[Dataset rows]

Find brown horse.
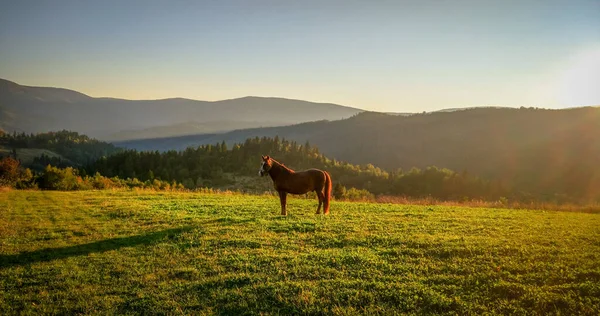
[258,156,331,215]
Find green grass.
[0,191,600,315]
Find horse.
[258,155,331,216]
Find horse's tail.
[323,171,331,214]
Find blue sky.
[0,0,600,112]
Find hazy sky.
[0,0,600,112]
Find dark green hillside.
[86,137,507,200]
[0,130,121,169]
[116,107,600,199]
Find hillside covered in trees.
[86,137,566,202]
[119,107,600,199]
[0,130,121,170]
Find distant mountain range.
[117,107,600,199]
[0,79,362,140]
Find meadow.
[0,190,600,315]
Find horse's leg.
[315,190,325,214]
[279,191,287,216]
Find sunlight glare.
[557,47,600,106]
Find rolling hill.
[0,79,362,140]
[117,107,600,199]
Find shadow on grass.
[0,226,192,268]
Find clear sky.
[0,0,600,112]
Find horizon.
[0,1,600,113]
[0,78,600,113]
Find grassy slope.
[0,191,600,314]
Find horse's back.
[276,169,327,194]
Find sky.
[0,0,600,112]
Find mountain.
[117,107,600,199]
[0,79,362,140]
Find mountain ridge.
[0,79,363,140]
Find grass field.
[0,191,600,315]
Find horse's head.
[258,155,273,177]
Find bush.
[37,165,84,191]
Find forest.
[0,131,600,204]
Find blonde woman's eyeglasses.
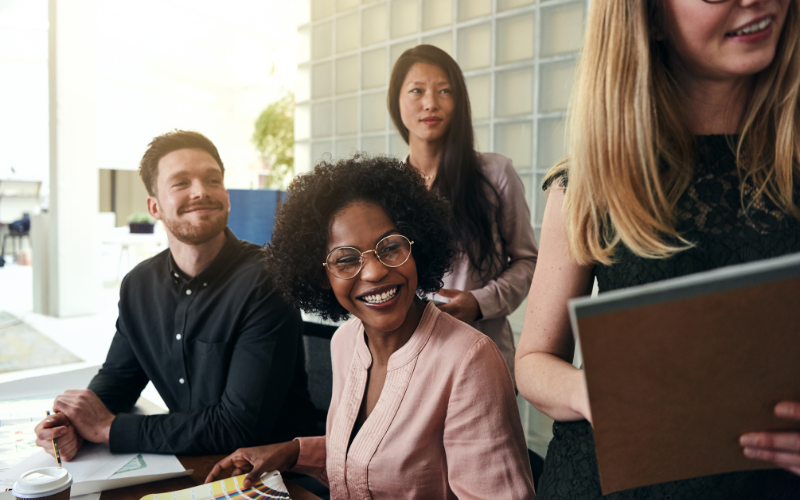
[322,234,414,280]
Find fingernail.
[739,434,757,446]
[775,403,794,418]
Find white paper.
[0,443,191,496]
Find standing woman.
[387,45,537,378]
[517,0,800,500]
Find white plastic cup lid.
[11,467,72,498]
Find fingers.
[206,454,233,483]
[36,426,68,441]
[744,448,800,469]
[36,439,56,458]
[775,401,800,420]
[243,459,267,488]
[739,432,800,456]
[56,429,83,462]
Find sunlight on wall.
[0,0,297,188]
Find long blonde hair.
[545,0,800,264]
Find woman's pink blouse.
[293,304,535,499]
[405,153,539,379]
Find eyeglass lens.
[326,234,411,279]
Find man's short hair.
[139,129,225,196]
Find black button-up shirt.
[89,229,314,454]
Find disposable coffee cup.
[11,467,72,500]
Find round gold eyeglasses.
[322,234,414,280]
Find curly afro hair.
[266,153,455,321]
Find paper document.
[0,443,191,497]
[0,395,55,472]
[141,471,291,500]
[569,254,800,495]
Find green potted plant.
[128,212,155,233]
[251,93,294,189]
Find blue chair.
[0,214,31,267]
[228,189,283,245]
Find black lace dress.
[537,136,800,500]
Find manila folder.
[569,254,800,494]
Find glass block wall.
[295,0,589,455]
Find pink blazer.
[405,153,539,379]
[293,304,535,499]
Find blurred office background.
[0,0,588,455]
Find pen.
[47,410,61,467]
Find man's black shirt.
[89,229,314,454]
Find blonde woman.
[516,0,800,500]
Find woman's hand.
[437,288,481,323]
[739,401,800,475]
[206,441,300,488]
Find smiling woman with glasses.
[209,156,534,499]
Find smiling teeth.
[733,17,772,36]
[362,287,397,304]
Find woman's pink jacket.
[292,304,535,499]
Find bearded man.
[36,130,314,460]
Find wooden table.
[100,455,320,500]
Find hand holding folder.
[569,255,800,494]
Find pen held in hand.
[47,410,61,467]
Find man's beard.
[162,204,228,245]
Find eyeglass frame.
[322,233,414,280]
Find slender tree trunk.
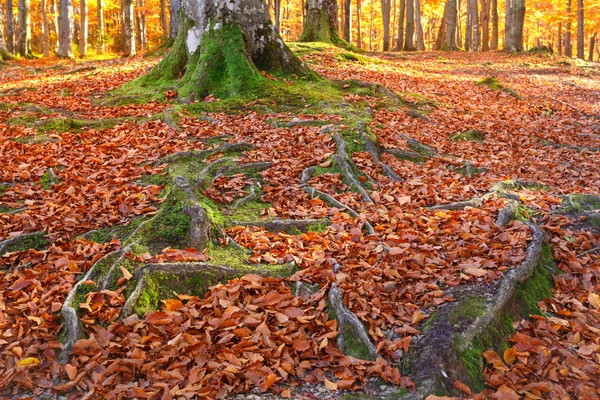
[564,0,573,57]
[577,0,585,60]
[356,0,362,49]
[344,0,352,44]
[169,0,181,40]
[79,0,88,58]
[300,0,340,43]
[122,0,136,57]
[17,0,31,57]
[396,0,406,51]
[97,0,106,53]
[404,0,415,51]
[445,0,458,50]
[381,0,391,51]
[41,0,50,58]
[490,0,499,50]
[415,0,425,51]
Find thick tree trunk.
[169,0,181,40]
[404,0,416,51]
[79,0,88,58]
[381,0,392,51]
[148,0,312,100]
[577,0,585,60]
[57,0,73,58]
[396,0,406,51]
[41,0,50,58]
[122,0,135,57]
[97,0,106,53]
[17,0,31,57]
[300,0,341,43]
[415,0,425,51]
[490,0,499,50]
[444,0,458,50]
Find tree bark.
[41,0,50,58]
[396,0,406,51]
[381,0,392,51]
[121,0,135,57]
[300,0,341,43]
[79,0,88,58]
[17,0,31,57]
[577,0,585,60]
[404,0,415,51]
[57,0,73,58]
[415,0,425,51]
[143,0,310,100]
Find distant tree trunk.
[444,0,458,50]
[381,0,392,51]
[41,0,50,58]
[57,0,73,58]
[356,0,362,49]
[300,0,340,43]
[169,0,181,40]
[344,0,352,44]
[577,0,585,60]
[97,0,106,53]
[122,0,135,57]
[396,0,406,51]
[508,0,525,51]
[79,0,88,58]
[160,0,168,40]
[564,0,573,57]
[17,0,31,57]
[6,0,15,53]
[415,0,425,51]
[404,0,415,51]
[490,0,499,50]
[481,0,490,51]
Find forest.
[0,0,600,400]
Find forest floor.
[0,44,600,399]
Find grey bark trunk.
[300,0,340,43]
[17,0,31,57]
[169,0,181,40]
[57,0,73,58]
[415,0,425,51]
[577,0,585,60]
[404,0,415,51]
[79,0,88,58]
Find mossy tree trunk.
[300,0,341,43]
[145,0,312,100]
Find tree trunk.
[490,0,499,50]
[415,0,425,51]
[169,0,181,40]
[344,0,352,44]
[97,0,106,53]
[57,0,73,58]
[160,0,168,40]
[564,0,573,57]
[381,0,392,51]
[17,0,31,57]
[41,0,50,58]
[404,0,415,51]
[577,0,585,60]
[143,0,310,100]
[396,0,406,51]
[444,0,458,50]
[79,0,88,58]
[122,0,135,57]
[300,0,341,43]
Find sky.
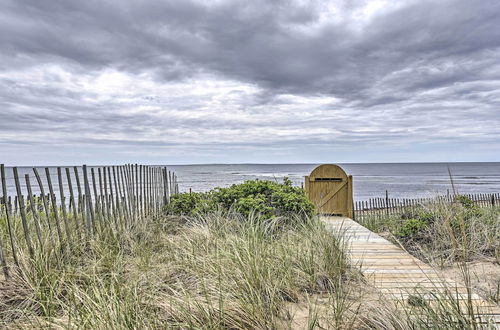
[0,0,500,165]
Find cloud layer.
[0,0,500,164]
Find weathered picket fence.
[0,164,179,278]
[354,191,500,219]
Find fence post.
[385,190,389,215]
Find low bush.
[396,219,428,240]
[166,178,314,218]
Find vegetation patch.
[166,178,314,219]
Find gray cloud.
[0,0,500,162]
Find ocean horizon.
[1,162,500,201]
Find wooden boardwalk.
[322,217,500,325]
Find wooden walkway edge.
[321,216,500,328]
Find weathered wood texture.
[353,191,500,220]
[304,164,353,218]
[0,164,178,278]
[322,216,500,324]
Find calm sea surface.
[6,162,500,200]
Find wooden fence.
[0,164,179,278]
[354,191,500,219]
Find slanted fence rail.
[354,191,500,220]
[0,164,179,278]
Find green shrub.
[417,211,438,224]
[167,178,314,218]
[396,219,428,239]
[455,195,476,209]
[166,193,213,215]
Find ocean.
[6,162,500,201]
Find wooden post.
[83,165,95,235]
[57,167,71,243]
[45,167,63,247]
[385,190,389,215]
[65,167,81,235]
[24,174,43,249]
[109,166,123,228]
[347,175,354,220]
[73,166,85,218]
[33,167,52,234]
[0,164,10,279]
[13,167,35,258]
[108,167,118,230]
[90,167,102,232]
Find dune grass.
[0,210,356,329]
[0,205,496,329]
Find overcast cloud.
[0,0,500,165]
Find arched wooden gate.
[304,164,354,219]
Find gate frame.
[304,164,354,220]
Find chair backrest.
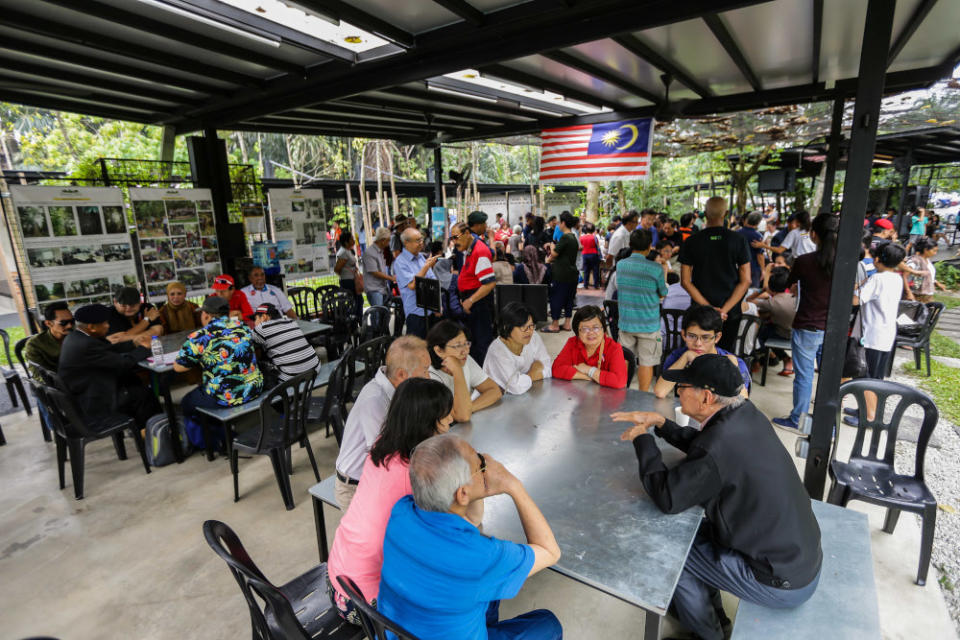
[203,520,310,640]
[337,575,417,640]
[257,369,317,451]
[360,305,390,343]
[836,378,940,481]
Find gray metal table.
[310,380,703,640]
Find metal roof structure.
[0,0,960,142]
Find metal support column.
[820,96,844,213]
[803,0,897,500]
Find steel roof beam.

[Prompt]
Extract each line from the records above that contains the string "eyeglasses".

[In response]
Find blonde woman's eyeglasses.
Find round gold eyeglasses.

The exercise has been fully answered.